━━ AVAILABLE DATA ━━
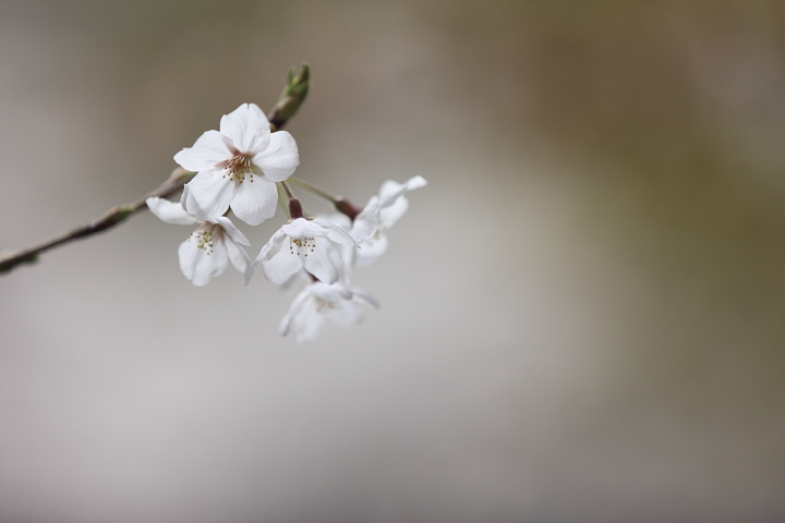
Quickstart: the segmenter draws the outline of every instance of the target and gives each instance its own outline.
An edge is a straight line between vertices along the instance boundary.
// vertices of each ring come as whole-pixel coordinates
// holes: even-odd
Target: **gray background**
[[[783,3],[2,1],[0,247],[303,60],[299,177],[431,182],[382,309],[298,345],[149,214],[2,277],[3,522],[785,518]]]

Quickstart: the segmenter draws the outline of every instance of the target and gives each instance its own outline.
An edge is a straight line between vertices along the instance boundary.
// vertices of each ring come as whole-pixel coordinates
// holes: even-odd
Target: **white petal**
[[[229,263],[221,241],[214,242],[214,251],[207,254],[203,248],[198,248],[195,240],[186,240],[180,244],[178,255],[180,270],[185,278],[198,287],[206,285],[210,278],[224,272]]]
[[[234,227],[234,223],[231,222],[229,218],[226,216],[219,216],[217,218],[214,218],[210,220],[213,223],[218,223],[224,228],[224,232],[229,235],[235,243],[239,243],[240,245],[246,245],[251,246],[251,242],[249,242],[247,238],[245,238],[245,234],[243,234],[240,229]]]
[[[224,241],[226,243],[229,262],[231,262],[235,269],[243,273],[245,277],[245,287],[249,287],[251,284],[251,279],[253,278],[254,267],[251,264],[247,253],[244,248],[234,243],[230,236],[224,236]]]
[[[314,226],[319,226],[325,231],[327,231],[327,238],[329,238],[331,241],[334,241],[336,243],[340,243],[341,245],[355,245],[357,246],[357,242],[354,241],[354,239],[351,238],[351,234],[349,234],[349,232],[346,229],[343,229],[342,227],[340,227],[336,223],[329,222],[329,221],[325,220],[324,218],[314,218],[313,220],[311,220],[311,223]],[[324,234],[324,232],[322,234]],[[313,238],[313,236],[311,236],[311,238]]]
[[[382,188],[379,188],[379,200],[382,202],[382,207],[387,207],[388,205],[391,205],[407,191],[413,191],[425,185],[427,185],[427,182],[422,177],[410,178],[403,183],[387,180],[382,184]]]
[[[336,282],[340,276],[341,266],[340,262],[336,263],[336,259],[340,260],[340,257],[336,257],[331,252],[335,251],[335,246],[326,238],[315,238],[314,242],[316,246],[313,251],[309,250],[304,255],[299,256],[302,258],[303,267],[325,283]]]
[[[237,193],[237,183],[221,171],[203,171],[188,183],[185,207],[189,214],[203,221],[221,216]]]
[[[376,233],[379,226],[379,199],[372,196],[363,210],[354,218],[351,235],[355,242],[362,243]]]
[[[225,114],[220,130],[243,155],[256,155],[270,142],[269,122],[256,104],[243,104]]]
[[[407,209],[409,209],[409,200],[406,196],[399,196],[390,205],[384,207],[379,211],[379,229],[388,231],[406,214]]]
[[[189,171],[208,171],[221,169],[222,161],[231,159],[232,151],[226,138],[218,131],[207,131],[198,137],[193,147],[186,147],[174,155],[174,161]]]
[[[231,200],[232,211],[249,226],[258,226],[273,218],[277,207],[278,191],[275,183],[265,182],[256,175],[253,181],[245,179]]]
[[[370,292],[364,289],[352,288],[352,301],[355,303],[365,303],[374,308],[379,308],[379,304],[376,299]]]
[[[300,154],[292,135],[278,131],[270,136],[269,146],[254,156],[252,161],[270,182],[282,182],[300,165]]]
[[[256,256],[254,265],[259,265],[262,262],[267,262],[273,256],[278,254],[278,251],[281,248],[281,245],[283,244],[283,240],[286,238],[286,232],[283,232],[281,229],[278,229],[275,234],[273,234],[273,238],[269,239],[269,242],[265,243],[264,247],[262,247],[259,255]]]
[[[374,196],[376,197],[376,196]],[[347,231],[351,229],[351,220],[348,216],[346,216],[343,212],[334,212],[331,215],[321,215],[318,216],[322,220],[327,220],[330,223],[335,223],[336,226],[340,226]]]
[[[279,246],[278,252],[273,257],[262,262],[262,271],[269,281],[282,285],[298,271],[302,270],[302,255],[289,251],[288,246]]]
[[[318,297],[323,302],[338,303],[341,300],[351,300],[352,292],[340,283],[327,284],[321,281],[312,283],[307,287],[311,294]]]
[[[314,220],[298,218],[291,223],[282,226],[280,230],[295,240],[305,240],[306,238],[325,236],[329,234],[330,227],[331,223],[321,218]]]
[[[150,212],[167,223],[178,223],[181,226],[196,223],[196,218],[189,215],[180,204],[174,204],[157,196],[147,198],[146,203]]]
[[[278,332],[280,332],[281,336],[287,336],[289,333],[289,328],[291,326],[291,320],[294,317],[294,315],[298,314],[300,308],[305,303],[305,300],[311,297],[311,293],[307,291],[307,289],[300,291],[300,294],[294,297],[294,301],[289,306],[289,311],[287,311],[287,314],[281,319],[280,325],[278,326]]]
[[[342,301],[338,306],[329,309],[328,316],[342,327],[353,327],[362,323],[365,317],[365,307],[359,303]]]

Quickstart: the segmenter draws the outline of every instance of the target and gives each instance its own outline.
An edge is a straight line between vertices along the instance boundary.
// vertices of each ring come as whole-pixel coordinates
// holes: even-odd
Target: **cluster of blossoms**
[[[220,131],[207,131],[174,156],[196,174],[185,184],[179,203],[148,198],[147,207],[167,223],[196,226],[178,251],[180,269],[195,285],[205,285],[229,262],[251,283],[262,267],[273,283],[305,282],[280,323],[280,333],[294,331],[298,341],[312,340],[328,317],[339,325],[362,321],[374,297],[350,284],[357,267],[373,263],[387,248],[386,231],[406,212],[406,192],[422,187],[414,177],[404,183],[387,181],[363,208],[290,179],[300,158],[294,138],[270,132],[267,118],[254,104],[244,104],[220,121]],[[338,214],[305,217],[287,183],[330,200]],[[283,196],[285,195],[285,196]],[[250,226],[275,216],[281,203],[290,219],[251,260],[243,246],[247,238],[227,217],[229,209]]]

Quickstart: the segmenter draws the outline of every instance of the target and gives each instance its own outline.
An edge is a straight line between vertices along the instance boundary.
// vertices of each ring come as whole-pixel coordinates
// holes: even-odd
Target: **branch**
[[[300,71],[294,75],[294,70],[289,71],[287,86],[283,88],[278,102],[267,115],[270,122],[270,131],[280,130],[291,117],[298,111],[305,96],[307,95],[311,75],[309,64],[303,63]],[[160,187],[152,191],[141,198],[125,205],[118,205],[109,209],[104,216],[97,220],[93,220],[82,227],[77,227],[69,232],[49,239],[32,247],[21,248],[0,253],[0,275],[10,272],[11,269],[20,264],[33,264],[38,262],[40,254],[50,248],[63,245],[80,238],[86,238],[107,229],[111,229],[124,221],[129,216],[141,209],[147,208],[145,202],[147,198],[158,196],[165,198],[174,194],[180,190],[195,173],[186,171],[180,167],[174,169],[169,179]]]

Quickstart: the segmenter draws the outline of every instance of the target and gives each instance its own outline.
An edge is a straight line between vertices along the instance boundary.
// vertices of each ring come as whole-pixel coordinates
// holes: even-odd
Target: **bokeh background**
[[[382,309],[298,345],[146,212],[3,276],[3,522],[785,518],[785,3],[3,0],[0,247],[301,61],[300,178],[430,181]]]

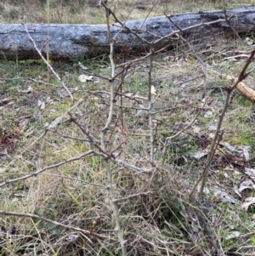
━━━
SET PROBLEM: Return the lines from the start of the entries through the line containing "Target: **gray background**", inclusive, reproducing each one unchanged. Leave the pictures out of your answer.

RESULT FOR THIS TASK:
Quickstart: the segmenter draws the outline of every instance of the target and gives each instance its own outline.
An edge is a straight line between vertices along the instance boundary.
// vertices of each ring come as whole-pixel coordinates
// holes: even-odd
Target: **gray background**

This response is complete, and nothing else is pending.